** start DATA FOR THIS EXERCISE **

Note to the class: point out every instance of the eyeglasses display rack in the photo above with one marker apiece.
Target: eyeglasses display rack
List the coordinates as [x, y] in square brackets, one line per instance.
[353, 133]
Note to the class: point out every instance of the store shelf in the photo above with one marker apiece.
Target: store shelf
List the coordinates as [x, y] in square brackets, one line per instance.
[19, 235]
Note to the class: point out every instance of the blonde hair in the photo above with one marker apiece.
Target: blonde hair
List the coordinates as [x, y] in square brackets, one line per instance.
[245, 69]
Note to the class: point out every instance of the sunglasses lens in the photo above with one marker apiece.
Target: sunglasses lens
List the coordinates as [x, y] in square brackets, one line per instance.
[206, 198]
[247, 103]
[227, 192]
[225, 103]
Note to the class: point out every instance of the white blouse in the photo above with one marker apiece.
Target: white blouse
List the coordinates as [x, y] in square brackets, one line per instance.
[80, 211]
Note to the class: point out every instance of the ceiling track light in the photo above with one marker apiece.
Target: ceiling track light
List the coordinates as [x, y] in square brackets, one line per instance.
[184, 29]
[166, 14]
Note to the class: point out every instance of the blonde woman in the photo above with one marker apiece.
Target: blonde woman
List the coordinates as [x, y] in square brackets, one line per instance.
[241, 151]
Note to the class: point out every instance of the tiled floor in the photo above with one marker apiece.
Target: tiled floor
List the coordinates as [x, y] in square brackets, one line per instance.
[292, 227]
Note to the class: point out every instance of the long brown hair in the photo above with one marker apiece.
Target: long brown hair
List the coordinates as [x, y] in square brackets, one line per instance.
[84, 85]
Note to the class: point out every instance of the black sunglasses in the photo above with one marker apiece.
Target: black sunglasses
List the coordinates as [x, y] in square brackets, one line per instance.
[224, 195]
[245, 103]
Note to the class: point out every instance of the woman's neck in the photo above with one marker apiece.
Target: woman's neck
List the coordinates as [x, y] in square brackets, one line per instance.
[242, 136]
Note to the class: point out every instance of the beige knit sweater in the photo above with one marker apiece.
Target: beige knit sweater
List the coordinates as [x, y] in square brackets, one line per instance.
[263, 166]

** end DATA FOR THIS EXERCISE **

Reproduce all of the rows above word for word, with every line in its original order.

Note to the class: point out every instance of the eyeglasses display rack in the photo above with one marker apiece.
Target: eyeglasses display rack
List the coordinates as [x, y] in square brackets, one line per instance.
[353, 133]
Note to the class: point out every instance of the store shelf in the photo above with one marker apiece.
Target: store shelf
List the coordinates as [x, y] in square brackets, one line per instance.
[19, 235]
Note to the class: point out every instance of the blonde hair in the photo above with one marker apiece.
Target: blonde hair
List the coordinates as [x, y] in square brackets, one line per instance.
[245, 69]
Note to the class: point out every instance of the sunglasses lens in the photo above with one marker apiece.
Target: sunglasses lens
List the coordinates as [x, y] in square brackets, one line per instance.
[206, 198]
[247, 103]
[227, 192]
[225, 103]
Note to the class: point out every instance of the white blouse in the photo above with one marker apiece.
Target: white blouse
List the coordinates as [x, y] in square brackets, one line per instance.
[80, 211]
Note to the class: point out every instance of the ceiling track light in the photo above with one marker apiece.
Target: ceiling track light
List the coordinates as [x, y] in square brackets, one line per instance.
[184, 29]
[166, 14]
Note to the class: point out every instance of the blonde woman in the photo above with one marker apiece.
Target: blonde woman
List the coordinates as [x, y] in square brackets, one line per instance.
[241, 151]
Note to the class: point out every instance of the tiled floor in the photo above with one marker apiece.
Target: tiled floor
List the coordinates as [x, y] in square brackets, one line per instance.
[292, 227]
Note to the class: point out every instance of the long brown hair in the photo above with one marker apiece.
Target: long brown hair
List the coordinates as [x, y] in square brackets, one line per instance.
[84, 85]
Note to the class: point out every instance of the black sunglasses in the photo above with one marker apiece.
Target: black sunglasses
List the coordinates as [x, y] in square brackets, one line per instance.
[224, 195]
[245, 103]
Note to the class: point out every instance of the woman's neck in the photo above with one marker apiece.
Target: woman's neck
List the coordinates as [x, y] in square brackets, one line per instance.
[242, 136]
Note to the class: point out every instance of the beige knit sweater in the photo above with one marker apiece.
Target: beige knit sweater
List the coordinates as [x, y] in square brackets, one line per instance.
[263, 166]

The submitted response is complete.